-- Work to complete --
Can you transcribe every record below exactly as it appears?

-- Extracted entries --
────────

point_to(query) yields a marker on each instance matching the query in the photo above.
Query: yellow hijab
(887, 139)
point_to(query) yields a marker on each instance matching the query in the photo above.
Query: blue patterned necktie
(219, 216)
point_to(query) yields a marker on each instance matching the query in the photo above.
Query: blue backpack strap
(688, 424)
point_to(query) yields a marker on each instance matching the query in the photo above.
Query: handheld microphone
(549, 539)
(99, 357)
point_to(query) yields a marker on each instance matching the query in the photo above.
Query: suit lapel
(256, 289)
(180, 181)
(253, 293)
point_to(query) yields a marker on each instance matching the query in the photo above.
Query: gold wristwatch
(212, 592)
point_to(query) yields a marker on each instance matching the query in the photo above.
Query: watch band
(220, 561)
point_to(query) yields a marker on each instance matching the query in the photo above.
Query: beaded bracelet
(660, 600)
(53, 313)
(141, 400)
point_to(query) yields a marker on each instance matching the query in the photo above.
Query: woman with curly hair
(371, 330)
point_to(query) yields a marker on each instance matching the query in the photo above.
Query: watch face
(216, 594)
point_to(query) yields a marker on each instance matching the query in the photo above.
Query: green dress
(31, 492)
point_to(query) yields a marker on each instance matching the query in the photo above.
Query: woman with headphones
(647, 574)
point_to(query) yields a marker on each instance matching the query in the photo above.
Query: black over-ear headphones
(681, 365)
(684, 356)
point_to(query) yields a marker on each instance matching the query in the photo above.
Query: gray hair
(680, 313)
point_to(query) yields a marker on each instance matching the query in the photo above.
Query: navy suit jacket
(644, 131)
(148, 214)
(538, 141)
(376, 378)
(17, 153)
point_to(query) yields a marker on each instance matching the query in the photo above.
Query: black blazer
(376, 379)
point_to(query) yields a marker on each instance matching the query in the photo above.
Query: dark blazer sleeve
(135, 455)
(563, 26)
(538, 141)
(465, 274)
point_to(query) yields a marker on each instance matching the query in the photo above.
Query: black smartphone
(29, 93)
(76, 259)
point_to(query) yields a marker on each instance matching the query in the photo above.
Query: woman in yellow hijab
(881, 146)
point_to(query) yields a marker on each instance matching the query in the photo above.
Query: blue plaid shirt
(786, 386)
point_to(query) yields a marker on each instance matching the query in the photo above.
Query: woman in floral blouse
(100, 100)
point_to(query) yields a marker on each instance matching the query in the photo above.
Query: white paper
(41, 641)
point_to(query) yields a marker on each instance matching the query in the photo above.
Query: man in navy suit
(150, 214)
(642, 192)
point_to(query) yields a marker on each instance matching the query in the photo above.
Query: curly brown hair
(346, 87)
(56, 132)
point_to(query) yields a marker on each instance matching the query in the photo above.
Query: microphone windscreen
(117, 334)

────────

-- Answer section --
point_to(query) yields a marker on each instance matching the query in the photo above.
Query: yellow hijab
(887, 139)
point_to(query) yields a marker on each instance matching the query in the photo above.
Query: blue patterned necktie
(219, 216)
point_to(query) yields a marker on each instance matching the query in the photo above.
Query: blue backpack strap
(688, 424)
point_to(query) yields a marker on each instance matching the query in the photo above.
Query: handheld microphone
(549, 539)
(99, 357)
point_to(query) yields a marker on each instance matching the query in the photo above.
Query: suit lapel
(256, 289)
(180, 181)
(253, 293)
point_to(query) yields a marker on each instance matching the query in the photo above.
Query: gold wristwatch
(212, 592)
point_to(query) yields a marker on each instance matching the query in the photo above.
Query: watch band
(220, 561)
point_to(query) yields a marker on each instance matching the query in the photo above.
Query: beaded bracelet
(660, 600)
(53, 313)
(141, 400)
point_to(query) yields a marker on each instance matching the query in the photo above.
Query: woman with curly hair
(371, 330)
point_to(query) yields a marker on each instance matching the query in the photo above.
Query: watch face
(216, 594)
point_to(query) yields a marker on each instance matching the query in the photo above.
Query: green dress
(31, 492)
point_to(query) yields a marker on each instance matching the query in the photo above.
Query: woman with headphones
(647, 574)
point_to(query) yields a marker on each instance matching the query in the photo above.
Query: black over-ear headphones
(681, 365)
(684, 356)
point_to(query) yields a marker on each instance matching the query in the photo above.
Query: gray hair
(680, 313)
point_to(query) yields a marker on each instance matching the query in the photo above.
Query: navy suit jacket
(644, 131)
(148, 214)
(538, 141)
(376, 378)
(17, 153)
point_to(query) yields a marker on each instance matching the query in the photo above.
Query: black blazer
(376, 379)
point_to(query) yields a marker on each instance matching the query in the photo above.
Query: dark blazer sleeve
(135, 455)
(563, 26)
(538, 141)
(465, 274)
point_to(query) yields a marker on each instance matching the query in the photo above.
Query: black smartphone
(29, 93)
(76, 259)
point_to(query) yields a marker on each instance matching the query in the photo above.
Query: woman in yellow hijab
(881, 146)
point_to(query) yields a marker on each instance matching the query in the photo above.
Query: blue plaid shirt
(786, 386)
point_to(query) yields a marker on each instance matching the query in the photo above.
Query: woman in floral blouse
(100, 100)
point_to(query) yields a marker on each instance matching the query in the photo above.
Query: white paper
(41, 641)
point_to(query) yields a marker on each instance matching the query in the photo above.
Query: man in navy suit
(150, 214)
(642, 192)
point_to(query) yields a marker on each instance matching the query in the photo above.
Query: curly brown hair
(346, 87)
(56, 132)
point_to(query) yields a marker on each instance matching the query in the photo above.
Query: microphone windscreen
(117, 334)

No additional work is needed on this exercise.